Set exercise => Please write out the material that follows, exactly as it stands.

>> Begin Records for processing

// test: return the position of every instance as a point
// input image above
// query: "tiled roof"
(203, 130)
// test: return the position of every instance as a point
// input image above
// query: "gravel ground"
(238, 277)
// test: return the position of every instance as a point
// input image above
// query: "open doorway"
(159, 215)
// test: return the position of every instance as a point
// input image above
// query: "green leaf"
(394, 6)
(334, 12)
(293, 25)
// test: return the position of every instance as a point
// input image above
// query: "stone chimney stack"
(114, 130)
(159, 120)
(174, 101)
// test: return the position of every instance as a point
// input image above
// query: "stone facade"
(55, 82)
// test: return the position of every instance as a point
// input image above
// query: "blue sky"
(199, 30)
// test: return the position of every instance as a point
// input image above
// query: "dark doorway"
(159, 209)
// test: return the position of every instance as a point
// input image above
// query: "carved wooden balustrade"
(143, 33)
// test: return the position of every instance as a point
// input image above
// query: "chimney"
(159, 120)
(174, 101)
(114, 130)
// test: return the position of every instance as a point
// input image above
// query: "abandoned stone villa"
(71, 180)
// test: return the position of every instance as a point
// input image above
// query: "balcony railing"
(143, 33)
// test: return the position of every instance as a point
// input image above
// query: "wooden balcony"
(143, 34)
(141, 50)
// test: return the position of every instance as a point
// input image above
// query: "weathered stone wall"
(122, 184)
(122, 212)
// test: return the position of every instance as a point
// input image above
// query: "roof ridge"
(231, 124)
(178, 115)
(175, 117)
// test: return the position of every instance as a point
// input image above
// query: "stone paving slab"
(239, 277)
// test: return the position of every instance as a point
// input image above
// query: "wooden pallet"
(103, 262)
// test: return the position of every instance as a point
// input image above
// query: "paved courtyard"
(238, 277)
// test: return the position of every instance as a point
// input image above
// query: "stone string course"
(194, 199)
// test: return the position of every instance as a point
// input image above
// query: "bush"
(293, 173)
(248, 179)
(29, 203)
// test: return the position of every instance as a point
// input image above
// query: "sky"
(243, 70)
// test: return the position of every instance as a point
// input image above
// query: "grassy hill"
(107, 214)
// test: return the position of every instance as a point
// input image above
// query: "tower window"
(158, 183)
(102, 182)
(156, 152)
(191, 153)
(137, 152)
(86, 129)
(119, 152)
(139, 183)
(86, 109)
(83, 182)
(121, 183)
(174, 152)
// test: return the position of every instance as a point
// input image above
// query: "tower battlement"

>> End Records for processing

Result of the task =>
// test: return the position of every instance as a point
// input image above
// query: "tiled roof"
(203, 130)
// test: return the position of every instance as a point
// input image above
// query: "gravel ground"
(238, 277)
// test: return the position of every instance as a point
// input image above
// query: "open doorway"
(159, 215)
// test: return the position of every instance as a point
// input image above
// query: "green leaf"
(394, 6)
(334, 12)
(293, 25)
// test: return the position of every instance as a point
// input image above
// query: "stone chimney stack"
(114, 130)
(159, 120)
(174, 101)
// test: return the position of every instance as a point
// input image above
// query: "stone facade"
(55, 82)
// test: return the position of every instance as a point
// input image above
// query: "blue sky"
(199, 30)
// test: return the position of every instance as a point
// input image above
// query: "dark doorway"
(159, 209)
// test: return the position of every instance as a point
// input image above
// query: "carved wooden balustrade"
(143, 33)
// test: return the position of every instance as a point
// input image above
// query: "chimney"
(159, 120)
(174, 101)
(114, 130)
// test: return the position of every instance as a point
// input image above
// query: "abandoned stone villa"
(71, 180)
// test: return the position of every instance as a point
// input image above
// query: "balcony railing"
(143, 33)
// test: return the position of every instance as a point
// input image above
// query: "wooden balcony"
(143, 34)
(141, 50)
// test: return the position of every instance as a point
// input image above
// query: "weathered stone wall"
(122, 184)
(122, 212)
// test: return the position of every instance as a point
// input image above
// query: "roof ridge"
(231, 124)
(178, 115)
(175, 117)
// test: return the position of every instance as a point
// input image above
// query: "stone paving slab"
(239, 277)
// test: return the position of every instance as a point
// input image above
// query: "wooden pallet"
(103, 262)
// test: return the position of every instance as a point
// input image above
// query: "paved courtyard"
(238, 277)
// test: return the position of every instance as a point
// input image above
// query: "stone string course"
(194, 199)
// test: return the position of every instance as a point
// input image above
// query: "bush"
(293, 173)
(248, 179)
(29, 203)
// test: return the position of every instance as a point
// input image above
// query: "sky"
(243, 70)
// test: return the position of every instance as a point
// input image above
// query: "grassy hill"
(107, 214)
// test: return the position of every instance as a point
// input image above
// query: "tower window"
(158, 183)
(102, 182)
(156, 152)
(191, 153)
(137, 152)
(86, 129)
(119, 152)
(139, 183)
(86, 109)
(83, 182)
(121, 183)
(174, 152)
// test: return the position of every instance as a point
// input image above
// query: "tower battlement"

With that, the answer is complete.